Problem to work on> The response should consist of every line below, restated exactly, with no pictures.

The input>
···
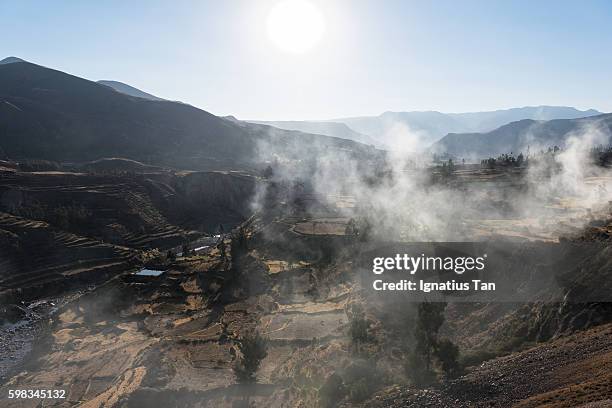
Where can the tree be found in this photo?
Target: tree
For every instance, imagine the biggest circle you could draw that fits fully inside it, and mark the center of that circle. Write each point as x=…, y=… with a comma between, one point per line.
x=253, y=349
x=430, y=317
x=447, y=354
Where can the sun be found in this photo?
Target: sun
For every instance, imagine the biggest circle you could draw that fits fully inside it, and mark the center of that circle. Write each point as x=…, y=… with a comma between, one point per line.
x=295, y=26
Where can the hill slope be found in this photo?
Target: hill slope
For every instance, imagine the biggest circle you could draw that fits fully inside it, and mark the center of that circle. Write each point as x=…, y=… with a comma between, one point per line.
x=129, y=90
x=389, y=127
x=518, y=136
x=48, y=114
x=334, y=129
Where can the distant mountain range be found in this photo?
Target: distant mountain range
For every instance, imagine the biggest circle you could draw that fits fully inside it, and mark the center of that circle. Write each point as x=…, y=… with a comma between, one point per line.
x=390, y=128
x=335, y=129
x=129, y=90
x=521, y=135
x=11, y=60
x=51, y=115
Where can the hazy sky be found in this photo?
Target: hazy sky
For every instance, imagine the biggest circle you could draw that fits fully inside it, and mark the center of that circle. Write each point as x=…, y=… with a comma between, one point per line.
x=374, y=56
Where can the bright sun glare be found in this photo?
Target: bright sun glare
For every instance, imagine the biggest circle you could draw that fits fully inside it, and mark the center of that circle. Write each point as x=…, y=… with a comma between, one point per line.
x=295, y=25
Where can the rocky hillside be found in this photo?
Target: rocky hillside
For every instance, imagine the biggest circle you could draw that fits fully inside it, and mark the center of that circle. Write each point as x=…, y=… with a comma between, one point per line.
x=50, y=115
x=519, y=136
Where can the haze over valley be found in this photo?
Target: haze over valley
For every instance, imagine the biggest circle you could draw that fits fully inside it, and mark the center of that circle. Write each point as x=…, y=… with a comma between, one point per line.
x=304, y=203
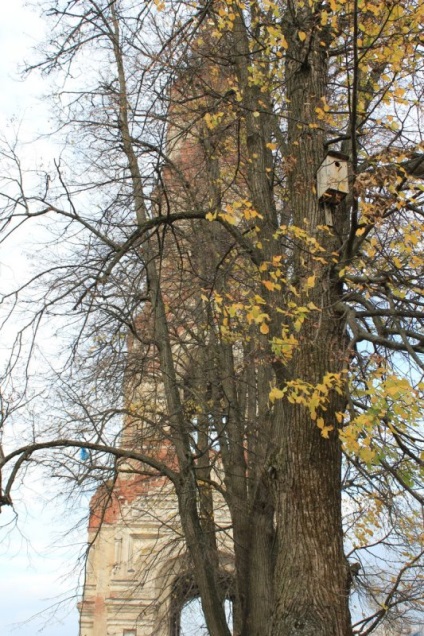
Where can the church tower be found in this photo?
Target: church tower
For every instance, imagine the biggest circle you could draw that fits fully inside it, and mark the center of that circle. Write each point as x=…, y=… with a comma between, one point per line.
x=138, y=572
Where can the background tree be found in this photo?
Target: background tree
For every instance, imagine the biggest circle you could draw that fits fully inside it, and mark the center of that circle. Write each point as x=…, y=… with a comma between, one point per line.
x=265, y=337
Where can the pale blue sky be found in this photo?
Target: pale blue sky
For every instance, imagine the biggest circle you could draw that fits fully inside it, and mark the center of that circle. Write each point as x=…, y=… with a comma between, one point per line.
x=34, y=574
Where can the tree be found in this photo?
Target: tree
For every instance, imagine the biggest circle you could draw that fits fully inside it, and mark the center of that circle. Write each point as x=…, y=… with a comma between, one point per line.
x=277, y=336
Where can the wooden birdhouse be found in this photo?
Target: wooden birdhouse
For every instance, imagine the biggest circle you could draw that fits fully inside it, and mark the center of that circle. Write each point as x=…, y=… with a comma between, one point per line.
x=332, y=178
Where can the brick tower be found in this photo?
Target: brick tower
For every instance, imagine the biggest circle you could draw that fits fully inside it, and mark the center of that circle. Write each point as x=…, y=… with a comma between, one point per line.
x=138, y=573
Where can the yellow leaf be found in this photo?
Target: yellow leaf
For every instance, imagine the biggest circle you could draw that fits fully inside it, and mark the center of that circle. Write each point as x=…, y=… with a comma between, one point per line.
x=310, y=282
x=276, y=394
x=264, y=328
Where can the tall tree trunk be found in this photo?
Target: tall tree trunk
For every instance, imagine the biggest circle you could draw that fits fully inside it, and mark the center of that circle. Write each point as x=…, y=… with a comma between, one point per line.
x=312, y=577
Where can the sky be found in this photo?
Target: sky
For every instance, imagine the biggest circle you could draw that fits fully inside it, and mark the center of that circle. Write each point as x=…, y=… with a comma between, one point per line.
···
Exercise output>
Where can the tree be found in this photo?
Target: tree
For every instance, imagine the biggest circle you could draw that fits fully inside it, and mark the center of that circle. Write each point as x=…, y=… with a comma between, one point per line.
x=253, y=349
x=430, y=317
x=447, y=354
Where can the sun be found in this photo?
Target: sun
For every instance, imagine the biggest circle you could draw that fits fully inside it, and mark the center of that circle. Write each point as x=…, y=… with a comma between, one point per line.
x=295, y=26
Where can the hill slope be found in this photo?
Target: hill slope
For every instance, imagine the biggest circle you could draw that fits fully inside it, and mark the center of that circle. Write each point as x=…, y=… with a comma between, one point per line.
x=129, y=90
x=389, y=127
x=518, y=136
x=48, y=114
x=334, y=129
Where can the distant mountain range be found in this photo?
Target: distant mountain range
For every instance, imagine the biggest circle you could draw that fits fully inside it, and mark the center of that circle. Write each point as x=…, y=… with a comma between, one point per line.
x=390, y=128
x=335, y=129
x=129, y=90
x=521, y=135
x=11, y=60
x=51, y=115
Where can the hazy sky be found in this photo?
Target: hazy sky
For every instance, imagine the biggest circle you could draw that fits fully inside it, and mark the center of that circle. Write each point as x=…, y=… with a comma between, one point per line.
x=374, y=56
Where can the bright sun glare be found in this photo?
Target: bright sun glare
For every instance, imagine the biggest circle you could draw that fits fully inside it, and mark the center of that circle. Write each point as x=…, y=… with a comma between, one point per line.
x=295, y=25
Where can the rocky hillside be found in this photo?
Target: rocky hillside
For every instance, imagine the biggest circle you could draw that fits fully inside it, and mark the center of that circle. Write each point as x=…, y=… with a comma between, one point per line.
x=50, y=115
x=519, y=136
Where can the haze over valley be found in this photo?
Target: haze over valley
For every instance, imagine the biggest circle you could draw that fits fully inside it, and mark the center of that circle. Write each point as x=…, y=… with a comma between, one point per line.
x=304, y=203
Where can the church tower be found in this photo?
Target: church tower
For every instance, imagine the biggest circle you could draw that fits fully inside it, and mark the center of that circle. Write each point as x=…, y=… with a comma between, one point per line.
x=138, y=572
Where can the background tree be found in this photo?
Target: background tree
For every instance, imagine the biggest circle you could draw that fits fully inside it, and mark the center of that circle. Write each point as x=…, y=… with a comma between, one point per line.
x=265, y=337
Where can the pale blue sky be found in this photo?
Target: pale blue sky
For every instance, imagine the biggest circle you could draw that fits fully inside it, and mark the center of that circle. Write each point as x=…, y=… with a comma between, one point per line.
x=34, y=574
Where can the tree be found in this photo?
Target: tree
For every instance, imagine the biggest circle you could draw that fits fully inside it, and mark the center of that circle. Write each point as x=…, y=… with a comma between, one point per line.
x=277, y=336
Where can the wooden birdhouse be found in this photo?
Target: wooden birdhouse
For every instance, imagine the biggest circle you could draw that fits fully inside it, and mark the center of that circle. Write each point as x=…, y=… with a comma between, one point per line.
x=332, y=178
Where can the brick tower be found in this photo?
Target: brick tower
For every instance, imagine the biggest circle you could draw that fits fully inside it, and mark the center of that circle. Write each point as x=…, y=… with a comma between, one point per line.
x=138, y=573
Where can the yellow leaf be found in this photo?
Target: yellow leaf
For every instance, imagine the biggest circle you could draw that fits fully inside it, and mark the center of that circle. Write each point as x=…, y=… with a comma between, one point per line.
x=310, y=282
x=276, y=394
x=264, y=328
Where can the tall tree trunk be found in this photo?
Target: tall tree trunk
For every instance, imagine the biggest circle you could draw that fits fully inside it, and mark the center of that circle. Write each point as x=…, y=… with a comma between, one point per line.
x=312, y=577
Where can the sky be found in this photo?
Target: sky
For every instance, imagine the biggest circle you could draw that fits fully inside it, and mark the center of that circle. Write each point as x=…, y=… with a comma between, one point per line.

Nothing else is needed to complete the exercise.